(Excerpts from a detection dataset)
-----
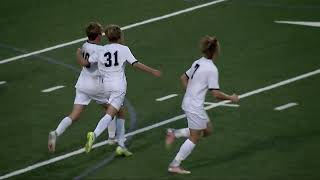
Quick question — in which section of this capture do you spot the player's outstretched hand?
[152,70,162,77]
[230,94,239,103]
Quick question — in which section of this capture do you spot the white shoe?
[168,166,191,174]
[48,131,57,152]
[107,138,117,145]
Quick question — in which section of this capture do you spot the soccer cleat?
[48,131,58,153]
[85,132,95,153]
[116,146,133,157]
[166,128,176,149]
[107,137,117,145]
[168,166,191,174]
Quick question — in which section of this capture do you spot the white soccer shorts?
[74,89,108,106]
[185,111,210,130]
[105,91,126,111]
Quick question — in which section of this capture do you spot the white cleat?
[107,138,118,145]
[168,166,191,174]
[48,131,57,153]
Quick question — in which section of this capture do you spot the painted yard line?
[274,103,298,111]
[41,86,64,93]
[204,102,240,107]
[274,21,320,27]
[156,94,178,101]
[0,69,320,180]
[0,0,227,64]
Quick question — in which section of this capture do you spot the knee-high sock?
[108,118,116,139]
[94,114,112,138]
[116,119,126,147]
[170,139,196,167]
[56,117,72,136]
[174,128,190,138]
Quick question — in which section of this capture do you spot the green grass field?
[0,0,320,180]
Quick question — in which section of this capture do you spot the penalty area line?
[0,69,320,180]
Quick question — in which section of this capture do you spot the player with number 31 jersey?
[77,25,161,156]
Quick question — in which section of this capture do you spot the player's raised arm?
[211,89,239,102]
[132,62,162,77]
[77,48,90,67]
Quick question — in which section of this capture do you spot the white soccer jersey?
[182,57,219,115]
[75,42,102,95]
[91,43,138,92]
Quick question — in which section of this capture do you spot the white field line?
[274,21,320,27]
[274,103,298,111]
[0,69,320,180]
[204,102,240,107]
[156,94,178,101]
[0,0,227,64]
[41,86,64,93]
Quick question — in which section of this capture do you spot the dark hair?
[200,36,219,59]
[104,24,122,42]
[86,22,102,41]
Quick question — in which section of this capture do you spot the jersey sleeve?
[88,48,102,63]
[184,66,193,79]
[125,47,138,65]
[208,70,220,90]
-----
EXERCISE GOAL: Rewrite all of the rows above with "soccer" switched to "football" wherever it occurs, changing nothing else, and leave the picture lines out of your answer.

FULL RESPONSE:
Quick question — in which section of this capture do you spot the player's outstretched hand?
[152,70,162,77]
[230,94,239,103]
Quick question — in which section of this capture do you spot the white shoe?
[168,166,191,174]
[48,131,57,152]
[107,138,117,145]
Quick question — in which section of this capture do you spot the football cleat?
[48,131,58,153]
[85,132,95,153]
[116,146,133,157]
[166,128,176,149]
[107,137,117,145]
[168,166,191,174]
Quick question — in which section of this capture do you spot the white football shorts?
[74,89,108,106]
[185,111,210,130]
[105,91,126,111]
Quick question — in which section of this capture do you spot the white cleat?
[107,138,118,145]
[168,166,191,174]
[48,131,57,153]
Quick question — in which section of this capture do you spot the painted yard line?
[274,103,298,111]
[41,86,64,93]
[204,102,240,107]
[274,21,320,27]
[156,94,178,101]
[0,69,320,180]
[0,0,227,64]
Quick question — in which section of this capture do you spot the knee-high sock?
[108,118,116,139]
[94,114,112,138]
[116,119,126,147]
[170,139,196,167]
[56,117,72,136]
[174,128,190,138]
Quick question — in which section of this capture do you spot the green grass field?
[0,0,320,180]
Quick question — in which section of this capture do you spot the penalty area line?
[0,69,320,180]
Quick question — in which section of this capture do you spot the player with number 31 jersey?
[77,25,161,156]
Quick question — in which section of this capture do you spot the player's raised arm?
[211,89,239,102]
[132,62,162,77]
[77,48,90,67]
Quick question — in which section of this capture do you spot the white football jersey?
[182,57,219,115]
[75,42,102,95]
[91,43,138,92]
Quick question — in which section of this capture do you spot the white field line?
[274,21,320,27]
[274,103,298,111]
[0,69,320,180]
[204,102,240,107]
[156,94,178,101]
[0,0,227,64]
[41,86,64,93]
Quick question — in which section of this capture do you spot the dark hair?
[200,36,219,59]
[104,24,122,42]
[86,22,102,41]
Quick question — in which section of this capture do you spot the jersey sleeve?
[88,48,102,63]
[184,66,193,79]
[125,47,138,65]
[208,70,220,90]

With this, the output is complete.